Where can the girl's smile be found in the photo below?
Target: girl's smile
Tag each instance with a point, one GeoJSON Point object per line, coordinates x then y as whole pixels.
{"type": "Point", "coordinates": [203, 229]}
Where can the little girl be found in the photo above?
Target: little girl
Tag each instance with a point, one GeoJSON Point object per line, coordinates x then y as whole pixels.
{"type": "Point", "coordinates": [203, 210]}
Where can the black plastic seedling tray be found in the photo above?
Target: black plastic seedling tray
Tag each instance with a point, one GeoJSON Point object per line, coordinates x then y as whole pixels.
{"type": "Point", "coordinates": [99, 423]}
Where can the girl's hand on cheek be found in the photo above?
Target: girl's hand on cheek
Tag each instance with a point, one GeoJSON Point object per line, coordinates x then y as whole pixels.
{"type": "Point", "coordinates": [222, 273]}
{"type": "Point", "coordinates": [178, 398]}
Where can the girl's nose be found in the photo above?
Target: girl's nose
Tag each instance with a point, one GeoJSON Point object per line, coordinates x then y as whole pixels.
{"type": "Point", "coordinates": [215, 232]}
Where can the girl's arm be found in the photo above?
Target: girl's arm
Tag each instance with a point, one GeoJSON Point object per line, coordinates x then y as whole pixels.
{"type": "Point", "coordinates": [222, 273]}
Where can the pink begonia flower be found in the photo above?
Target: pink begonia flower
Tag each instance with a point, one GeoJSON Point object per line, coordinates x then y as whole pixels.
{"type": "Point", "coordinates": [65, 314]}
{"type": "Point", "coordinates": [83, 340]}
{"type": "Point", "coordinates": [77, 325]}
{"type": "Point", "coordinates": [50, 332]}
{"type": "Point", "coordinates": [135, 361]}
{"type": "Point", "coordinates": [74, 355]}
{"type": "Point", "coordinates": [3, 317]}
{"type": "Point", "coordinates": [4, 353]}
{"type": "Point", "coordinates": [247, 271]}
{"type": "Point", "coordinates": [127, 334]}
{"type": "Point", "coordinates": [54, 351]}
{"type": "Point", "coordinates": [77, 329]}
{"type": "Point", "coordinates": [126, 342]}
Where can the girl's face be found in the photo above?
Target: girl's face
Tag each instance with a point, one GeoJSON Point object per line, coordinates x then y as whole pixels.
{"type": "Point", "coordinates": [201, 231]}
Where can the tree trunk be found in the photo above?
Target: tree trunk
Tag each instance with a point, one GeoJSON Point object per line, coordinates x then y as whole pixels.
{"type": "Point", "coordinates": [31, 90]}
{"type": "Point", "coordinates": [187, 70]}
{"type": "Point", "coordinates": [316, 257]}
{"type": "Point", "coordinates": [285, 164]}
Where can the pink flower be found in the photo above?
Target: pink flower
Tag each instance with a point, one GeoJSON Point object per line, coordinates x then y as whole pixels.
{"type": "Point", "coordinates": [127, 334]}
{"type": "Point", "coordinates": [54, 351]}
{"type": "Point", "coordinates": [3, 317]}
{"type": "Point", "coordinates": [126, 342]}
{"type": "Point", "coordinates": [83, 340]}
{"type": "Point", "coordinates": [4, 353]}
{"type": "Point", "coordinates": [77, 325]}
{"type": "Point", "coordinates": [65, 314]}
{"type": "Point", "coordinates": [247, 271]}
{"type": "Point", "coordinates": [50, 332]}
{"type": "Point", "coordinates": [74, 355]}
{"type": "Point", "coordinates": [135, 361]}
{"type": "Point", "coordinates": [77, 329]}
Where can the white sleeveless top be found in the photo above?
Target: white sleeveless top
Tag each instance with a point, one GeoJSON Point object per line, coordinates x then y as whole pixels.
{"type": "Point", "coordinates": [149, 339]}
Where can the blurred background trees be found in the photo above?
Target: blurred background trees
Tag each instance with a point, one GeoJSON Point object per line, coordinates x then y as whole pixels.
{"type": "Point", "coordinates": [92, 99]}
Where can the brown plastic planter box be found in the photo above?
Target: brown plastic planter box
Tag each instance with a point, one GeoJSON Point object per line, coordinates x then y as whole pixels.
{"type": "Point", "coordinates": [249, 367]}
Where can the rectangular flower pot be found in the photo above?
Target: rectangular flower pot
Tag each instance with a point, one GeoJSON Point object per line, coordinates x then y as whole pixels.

• _AIM_
Transcribe all of the lines in the records precisely.

• _COMPLETED EXERCISE_
Where can the girl's smile be found in the photo below?
Target: girl's smile
Tag each instance with a point, one GeoJSON Point object per line, coordinates x then y as whole pixels.
{"type": "Point", "coordinates": [203, 229]}
Where can the little girl be found in the photo above?
Target: little girl
Tag each instance with a point, one GeoJSON Point object per line, coordinates x then y as whole pixels.
{"type": "Point", "coordinates": [203, 210]}
Where can the black plastic seedling tray be found in the photo above?
Target: black plastic seedling tray
Tag each instance with a point, one GeoJSON Point object per line, coordinates x then y as whole pixels.
{"type": "Point", "coordinates": [99, 423]}
Where can the girl's hand on cheek be found in the photo above?
Target: girl's hand on cheek
Tag each instance with a point, one GeoJSON Point object per line, coordinates x then y as whole pixels.
{"type": "Point", "coordinates": [222, 273]}
{"type": "Point", "coordinates": [178, 398]}
Where can the girl's nose be found in the photo above?
Target: girl's nose
Tag each instance with a point, one GeoJSON Point object per line, coordinates x then y as whole pixels.
{"type": "Point", "coordinates": [215, 232]}
Where can the girl's arm be found in the photo above?
Target: girl's arm
Tag each instance with a point, one GeoJSON Point object per line, coordinates x then y as whole pixels.
{"type": "Point", "coordinates": [222, 273]}
Where can the pink begonia flower be found in the photo above?
Target: pink begonia flower
Tag each instance with a point, one GeoJSON Point object per line, coordinates x then y as whole pixels.
{"type": "Point", "coordinates": [65, 314]}
{"type": "Point", "coordinates": [83, 340]}
{"type": "Point", "coordinates": [77, 325]}
{"type": "Point", "coordinates": [50, 332]}
{"type": "Point", "coordinates": [135, 361]}
{"type": "Point", "coordinates": [74, 355]}
{"type": "Point", "coordinates": [3, 317]}
{"type": "Point", "coordinates": [4, 353]}
{"type": "Point", "coordinates": [247, 271]}
{"type": "Point", "coordinates": [127, 334]}
{"type": "Point", "coordinates": [54, 351]}
{"type": "Point", "coordinates": [77, 329]}
{"type": "Point", "coordinates": [126, 342]}
Where can the girl's face be found in the photo above?
Target: girl's face
Tag each instance with a point, one GeoJSON Point object per line, coordinates x then y as whole pixels.
{"type": "Point", "coordinates": [201, 231]}
Where can the tree trunk be found in the photo above?
Target: tree trunk
Tag each instance with a point, one GeoJSON Point object per line, coordinates x then y as whole pixels.
{"type": "Point", "coordinates": [31, 90]}
{"type": "Point", "coordinates": [187, 70]}
{"type": "Point", "coordinates": [316, 257]}
{"type": "Point", "coordinates": [285, 164]}
Where can the pink flower be found in the photo above?
Target: pink flower
Tag each instance with a point, one GeoJSON Point object per line, coordinates x then y as whole pixels.
{"type": "Point", "coordinates": [127, 334]}
{"type": "Point", "coordinates": [54, 351]}
{"type": "Point", "coordinates": [3, 317]}
{"type": "Point", "coordinates": [126, 342]}
{"type": "Point", "coordinates": [83, 340]}
{"type": "Point", "coordinates": [4, 353]}
{"type": "Point", "coordinates": [77, 325]}
{"type": "Point", "coordinates": [65, 314]}
{"type": "Point", "coordinates": [247, 271]}
{"type": "Point", "coordinates": [50, 332]}
{"type": "Point", "coordinates": [74, 355]}
{"type": "Point", "coordinates": [135, 361]}
{"type": "Point", "coordinates": [77, 329]}
Where can the white sleeveless top be found in the photo above?
Target: white sleeveless top
Tag each instance with a point, one GeoJSON Point object per line, coordinates x then y as whole pixels.
{"type": "Point", "coordinates": [149, 339]}
Where can the blurred background trees be found in the photo above?
Target: blurred background trees
Tag each instance with a point, one GeoJSON Point object per line, coordinates x then y as whole pixels.
{"type": "Point", "coordinates": [92, 99]}
Where can the brown plastic planter box be found in the photo above?
Target: brown plastic planter box
Tag each instance with a point, one GeoJSON Point object per line, coordinates x then y as whole pixels.
{"type": "Point", "coordinates": [249, 367]}
Where can the rectangular flower pot be found in the photo above?
Target: rectangular flower pot
Tag each instance with a point, one GeoJSON Point object per line, coordinates x then y as whole pixels.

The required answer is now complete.